GOAL:
The output should consist solely of the line containing "Pressing-analysis tagging request: spot the road" and the lines that follow it through the end of the data below.

DATA FOR THE TASK:
== == ==
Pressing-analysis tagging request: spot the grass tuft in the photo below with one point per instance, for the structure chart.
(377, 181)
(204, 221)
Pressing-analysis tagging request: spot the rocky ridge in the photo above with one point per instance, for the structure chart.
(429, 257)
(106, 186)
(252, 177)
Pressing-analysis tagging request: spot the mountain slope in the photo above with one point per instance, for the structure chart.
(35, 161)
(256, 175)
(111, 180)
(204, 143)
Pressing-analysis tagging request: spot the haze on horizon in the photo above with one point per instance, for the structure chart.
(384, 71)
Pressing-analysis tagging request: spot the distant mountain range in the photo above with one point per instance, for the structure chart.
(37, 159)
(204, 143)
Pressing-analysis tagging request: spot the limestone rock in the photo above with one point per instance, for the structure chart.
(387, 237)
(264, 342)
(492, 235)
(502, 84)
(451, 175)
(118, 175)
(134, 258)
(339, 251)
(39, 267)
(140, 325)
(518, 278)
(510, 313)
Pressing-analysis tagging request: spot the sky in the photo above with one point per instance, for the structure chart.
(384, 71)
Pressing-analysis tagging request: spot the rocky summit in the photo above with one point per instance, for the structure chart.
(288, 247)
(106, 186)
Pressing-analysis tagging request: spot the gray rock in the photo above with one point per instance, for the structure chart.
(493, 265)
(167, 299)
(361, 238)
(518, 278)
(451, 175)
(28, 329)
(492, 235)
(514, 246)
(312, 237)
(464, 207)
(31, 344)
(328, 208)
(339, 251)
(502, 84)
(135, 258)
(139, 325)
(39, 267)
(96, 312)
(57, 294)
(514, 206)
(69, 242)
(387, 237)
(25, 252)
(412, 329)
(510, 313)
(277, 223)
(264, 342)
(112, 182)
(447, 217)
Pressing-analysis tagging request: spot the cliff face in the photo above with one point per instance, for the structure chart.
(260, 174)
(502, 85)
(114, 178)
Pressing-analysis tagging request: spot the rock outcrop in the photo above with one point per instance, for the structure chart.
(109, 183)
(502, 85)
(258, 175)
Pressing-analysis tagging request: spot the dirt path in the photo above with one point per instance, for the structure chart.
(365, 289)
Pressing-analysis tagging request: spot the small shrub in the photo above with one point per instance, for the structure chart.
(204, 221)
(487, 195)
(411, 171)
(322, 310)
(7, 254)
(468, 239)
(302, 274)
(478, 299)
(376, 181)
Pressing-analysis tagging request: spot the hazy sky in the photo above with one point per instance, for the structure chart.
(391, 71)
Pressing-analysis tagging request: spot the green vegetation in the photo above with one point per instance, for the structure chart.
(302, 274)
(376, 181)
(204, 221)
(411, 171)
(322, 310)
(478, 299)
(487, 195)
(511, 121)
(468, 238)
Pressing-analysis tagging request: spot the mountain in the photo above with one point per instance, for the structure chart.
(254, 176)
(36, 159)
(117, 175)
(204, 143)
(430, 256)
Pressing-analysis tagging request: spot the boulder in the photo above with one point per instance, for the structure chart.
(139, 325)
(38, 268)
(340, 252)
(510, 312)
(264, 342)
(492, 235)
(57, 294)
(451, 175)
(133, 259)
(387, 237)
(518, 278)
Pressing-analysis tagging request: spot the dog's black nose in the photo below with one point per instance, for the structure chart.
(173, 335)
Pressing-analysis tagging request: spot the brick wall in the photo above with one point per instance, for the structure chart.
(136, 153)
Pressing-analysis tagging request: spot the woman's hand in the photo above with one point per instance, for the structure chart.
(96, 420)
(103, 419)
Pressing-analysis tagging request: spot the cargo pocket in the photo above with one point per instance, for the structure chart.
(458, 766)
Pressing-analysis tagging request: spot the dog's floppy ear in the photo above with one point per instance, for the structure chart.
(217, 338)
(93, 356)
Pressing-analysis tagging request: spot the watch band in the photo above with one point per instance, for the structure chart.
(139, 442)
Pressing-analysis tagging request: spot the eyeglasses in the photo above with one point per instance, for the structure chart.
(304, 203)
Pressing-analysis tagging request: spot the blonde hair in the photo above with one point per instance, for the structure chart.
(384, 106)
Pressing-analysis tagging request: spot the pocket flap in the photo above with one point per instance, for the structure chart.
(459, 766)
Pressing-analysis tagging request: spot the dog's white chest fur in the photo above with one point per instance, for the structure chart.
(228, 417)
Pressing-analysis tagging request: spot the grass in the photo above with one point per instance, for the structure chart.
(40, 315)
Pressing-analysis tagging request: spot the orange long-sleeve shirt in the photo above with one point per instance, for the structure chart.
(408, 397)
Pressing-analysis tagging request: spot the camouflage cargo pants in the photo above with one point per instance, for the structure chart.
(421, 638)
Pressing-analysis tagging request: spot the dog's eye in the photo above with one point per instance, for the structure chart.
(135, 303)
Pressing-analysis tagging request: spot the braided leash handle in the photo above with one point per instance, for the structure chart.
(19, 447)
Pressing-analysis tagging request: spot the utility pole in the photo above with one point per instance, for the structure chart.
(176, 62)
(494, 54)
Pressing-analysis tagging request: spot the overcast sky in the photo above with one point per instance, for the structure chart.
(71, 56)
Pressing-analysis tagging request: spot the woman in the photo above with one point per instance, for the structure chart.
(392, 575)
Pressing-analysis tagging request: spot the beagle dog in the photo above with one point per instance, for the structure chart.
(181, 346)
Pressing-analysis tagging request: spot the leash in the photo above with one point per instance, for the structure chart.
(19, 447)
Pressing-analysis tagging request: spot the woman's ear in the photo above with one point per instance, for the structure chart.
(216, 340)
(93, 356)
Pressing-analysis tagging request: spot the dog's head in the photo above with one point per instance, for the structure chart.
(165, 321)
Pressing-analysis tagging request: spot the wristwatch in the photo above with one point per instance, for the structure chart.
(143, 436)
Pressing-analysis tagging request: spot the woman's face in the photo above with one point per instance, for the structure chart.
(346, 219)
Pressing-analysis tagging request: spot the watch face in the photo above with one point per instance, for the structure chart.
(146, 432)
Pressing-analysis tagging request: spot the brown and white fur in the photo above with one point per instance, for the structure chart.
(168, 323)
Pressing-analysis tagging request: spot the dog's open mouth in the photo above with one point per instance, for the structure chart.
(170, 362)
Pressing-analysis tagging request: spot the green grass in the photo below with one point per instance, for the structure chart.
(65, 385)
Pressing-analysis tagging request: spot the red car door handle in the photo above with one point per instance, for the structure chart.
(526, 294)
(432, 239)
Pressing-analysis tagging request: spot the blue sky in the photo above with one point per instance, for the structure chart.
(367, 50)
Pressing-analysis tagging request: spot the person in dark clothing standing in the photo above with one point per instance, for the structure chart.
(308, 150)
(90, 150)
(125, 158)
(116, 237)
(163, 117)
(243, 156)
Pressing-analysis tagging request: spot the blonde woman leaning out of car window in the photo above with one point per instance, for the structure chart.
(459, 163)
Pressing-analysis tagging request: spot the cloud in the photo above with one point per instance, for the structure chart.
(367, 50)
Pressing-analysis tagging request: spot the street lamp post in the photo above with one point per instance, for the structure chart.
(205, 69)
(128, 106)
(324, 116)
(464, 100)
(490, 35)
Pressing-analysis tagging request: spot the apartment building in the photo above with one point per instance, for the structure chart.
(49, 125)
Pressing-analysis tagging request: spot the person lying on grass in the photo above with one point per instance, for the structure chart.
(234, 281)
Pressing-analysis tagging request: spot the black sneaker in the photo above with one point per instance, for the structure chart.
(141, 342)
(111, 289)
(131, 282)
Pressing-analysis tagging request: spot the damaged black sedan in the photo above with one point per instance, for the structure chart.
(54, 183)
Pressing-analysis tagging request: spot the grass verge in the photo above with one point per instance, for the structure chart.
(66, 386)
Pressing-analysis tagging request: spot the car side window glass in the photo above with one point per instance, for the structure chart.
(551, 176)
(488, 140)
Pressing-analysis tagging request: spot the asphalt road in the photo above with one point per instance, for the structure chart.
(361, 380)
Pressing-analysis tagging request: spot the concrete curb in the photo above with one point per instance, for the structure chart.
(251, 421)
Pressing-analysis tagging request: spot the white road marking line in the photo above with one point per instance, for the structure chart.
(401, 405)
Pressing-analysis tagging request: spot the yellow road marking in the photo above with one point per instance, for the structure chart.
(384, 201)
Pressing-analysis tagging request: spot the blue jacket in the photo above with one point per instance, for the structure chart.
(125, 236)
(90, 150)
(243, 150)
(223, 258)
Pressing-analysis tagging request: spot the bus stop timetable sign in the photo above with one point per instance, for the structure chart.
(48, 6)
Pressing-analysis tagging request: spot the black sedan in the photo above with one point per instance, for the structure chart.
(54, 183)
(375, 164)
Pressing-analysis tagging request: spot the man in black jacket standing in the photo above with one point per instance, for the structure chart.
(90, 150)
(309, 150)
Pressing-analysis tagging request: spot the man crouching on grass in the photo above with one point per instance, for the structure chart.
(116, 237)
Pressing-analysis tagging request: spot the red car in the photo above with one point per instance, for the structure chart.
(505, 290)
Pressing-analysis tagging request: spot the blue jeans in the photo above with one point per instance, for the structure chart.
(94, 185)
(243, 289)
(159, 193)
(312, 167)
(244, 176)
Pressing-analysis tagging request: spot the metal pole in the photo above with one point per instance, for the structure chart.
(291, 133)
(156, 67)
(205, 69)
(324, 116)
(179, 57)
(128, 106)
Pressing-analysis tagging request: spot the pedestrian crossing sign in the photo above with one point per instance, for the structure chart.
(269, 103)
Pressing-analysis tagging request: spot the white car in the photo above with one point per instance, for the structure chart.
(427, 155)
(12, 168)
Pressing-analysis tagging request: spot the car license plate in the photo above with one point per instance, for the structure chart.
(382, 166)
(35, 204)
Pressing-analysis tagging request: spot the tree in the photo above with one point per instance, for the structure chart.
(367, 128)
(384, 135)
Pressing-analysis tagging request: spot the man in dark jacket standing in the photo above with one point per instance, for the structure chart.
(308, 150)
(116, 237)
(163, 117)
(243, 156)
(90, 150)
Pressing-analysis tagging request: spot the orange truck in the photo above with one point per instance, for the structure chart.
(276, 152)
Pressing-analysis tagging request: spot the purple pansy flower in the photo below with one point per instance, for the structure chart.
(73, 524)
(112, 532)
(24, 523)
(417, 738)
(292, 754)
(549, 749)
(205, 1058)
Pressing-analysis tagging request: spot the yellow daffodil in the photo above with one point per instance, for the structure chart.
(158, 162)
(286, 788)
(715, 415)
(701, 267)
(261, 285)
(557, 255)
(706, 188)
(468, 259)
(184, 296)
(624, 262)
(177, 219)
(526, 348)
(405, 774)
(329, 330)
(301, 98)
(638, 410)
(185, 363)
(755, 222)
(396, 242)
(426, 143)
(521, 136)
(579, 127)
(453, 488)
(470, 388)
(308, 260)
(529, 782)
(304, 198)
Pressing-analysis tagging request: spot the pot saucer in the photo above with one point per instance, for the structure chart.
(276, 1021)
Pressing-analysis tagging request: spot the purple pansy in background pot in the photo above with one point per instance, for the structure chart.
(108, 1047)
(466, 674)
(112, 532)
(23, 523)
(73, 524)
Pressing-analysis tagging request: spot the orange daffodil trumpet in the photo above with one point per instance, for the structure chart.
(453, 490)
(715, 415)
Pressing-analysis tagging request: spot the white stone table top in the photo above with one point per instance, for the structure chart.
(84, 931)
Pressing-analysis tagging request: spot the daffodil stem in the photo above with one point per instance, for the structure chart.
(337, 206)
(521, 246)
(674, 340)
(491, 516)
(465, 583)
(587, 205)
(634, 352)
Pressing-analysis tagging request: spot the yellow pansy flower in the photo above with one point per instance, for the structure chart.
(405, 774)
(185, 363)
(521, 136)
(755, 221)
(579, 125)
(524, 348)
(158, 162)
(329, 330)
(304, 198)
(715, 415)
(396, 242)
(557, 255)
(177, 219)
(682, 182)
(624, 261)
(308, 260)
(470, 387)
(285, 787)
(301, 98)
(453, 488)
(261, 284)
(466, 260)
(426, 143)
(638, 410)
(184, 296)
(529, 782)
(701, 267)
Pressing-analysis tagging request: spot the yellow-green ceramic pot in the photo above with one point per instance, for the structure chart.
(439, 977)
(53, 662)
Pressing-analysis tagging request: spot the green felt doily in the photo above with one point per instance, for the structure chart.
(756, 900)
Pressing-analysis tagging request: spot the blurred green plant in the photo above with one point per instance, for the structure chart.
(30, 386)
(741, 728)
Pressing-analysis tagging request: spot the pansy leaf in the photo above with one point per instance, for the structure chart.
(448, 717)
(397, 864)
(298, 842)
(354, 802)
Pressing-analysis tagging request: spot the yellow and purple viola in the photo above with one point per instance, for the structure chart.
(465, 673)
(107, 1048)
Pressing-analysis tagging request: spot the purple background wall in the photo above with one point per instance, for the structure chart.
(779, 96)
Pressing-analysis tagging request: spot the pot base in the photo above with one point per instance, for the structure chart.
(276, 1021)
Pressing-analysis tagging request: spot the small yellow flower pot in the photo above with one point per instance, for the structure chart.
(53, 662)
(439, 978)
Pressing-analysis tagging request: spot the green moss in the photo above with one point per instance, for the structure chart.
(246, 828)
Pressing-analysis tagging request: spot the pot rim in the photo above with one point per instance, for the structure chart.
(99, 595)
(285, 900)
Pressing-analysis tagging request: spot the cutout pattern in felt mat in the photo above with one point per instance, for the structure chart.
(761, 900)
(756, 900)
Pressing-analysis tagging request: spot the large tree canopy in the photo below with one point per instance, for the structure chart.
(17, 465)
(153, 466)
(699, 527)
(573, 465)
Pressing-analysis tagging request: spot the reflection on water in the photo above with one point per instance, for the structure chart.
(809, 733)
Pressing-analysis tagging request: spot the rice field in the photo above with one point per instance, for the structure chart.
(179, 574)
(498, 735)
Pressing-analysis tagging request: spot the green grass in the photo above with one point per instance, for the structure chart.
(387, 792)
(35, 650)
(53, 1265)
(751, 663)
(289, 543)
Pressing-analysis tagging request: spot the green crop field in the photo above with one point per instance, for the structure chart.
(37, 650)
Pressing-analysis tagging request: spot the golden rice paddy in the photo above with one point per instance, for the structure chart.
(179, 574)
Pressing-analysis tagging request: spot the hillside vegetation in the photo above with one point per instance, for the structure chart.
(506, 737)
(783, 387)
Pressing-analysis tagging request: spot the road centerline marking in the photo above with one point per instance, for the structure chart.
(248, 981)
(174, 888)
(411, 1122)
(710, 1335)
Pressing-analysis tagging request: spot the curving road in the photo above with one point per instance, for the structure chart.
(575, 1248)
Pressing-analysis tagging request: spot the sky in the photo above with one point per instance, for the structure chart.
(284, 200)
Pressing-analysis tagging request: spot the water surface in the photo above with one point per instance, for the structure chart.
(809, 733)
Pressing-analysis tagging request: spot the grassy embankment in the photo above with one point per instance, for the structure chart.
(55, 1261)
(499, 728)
== == ==
EXERCISE ANSWER:
Pressing-analysis tagging request: spot the road centerline marking in the photo above with one point per instance, for the structure chart.
(248, 981)
(174, 888)
(411, 1122)
(710, 1335)
Pressing-analysis tagging request: spot the curving road in the photo above with one point per instance, for the structure chart.
(575, 1248)
Pressing-analysis tagging request: spot the sky in the photo above with one point per instance, for the structure chart.
(284, 200)
Pressing-analysis tagging request: spot the water surface in the photo above with one point per instance, for the structure chart.
(809, 733)
Pressing-analysis tagging request: spot the grassy embankment in the photo above with one point per instance, for the structure chart.
(55, 1261)
(499, 728)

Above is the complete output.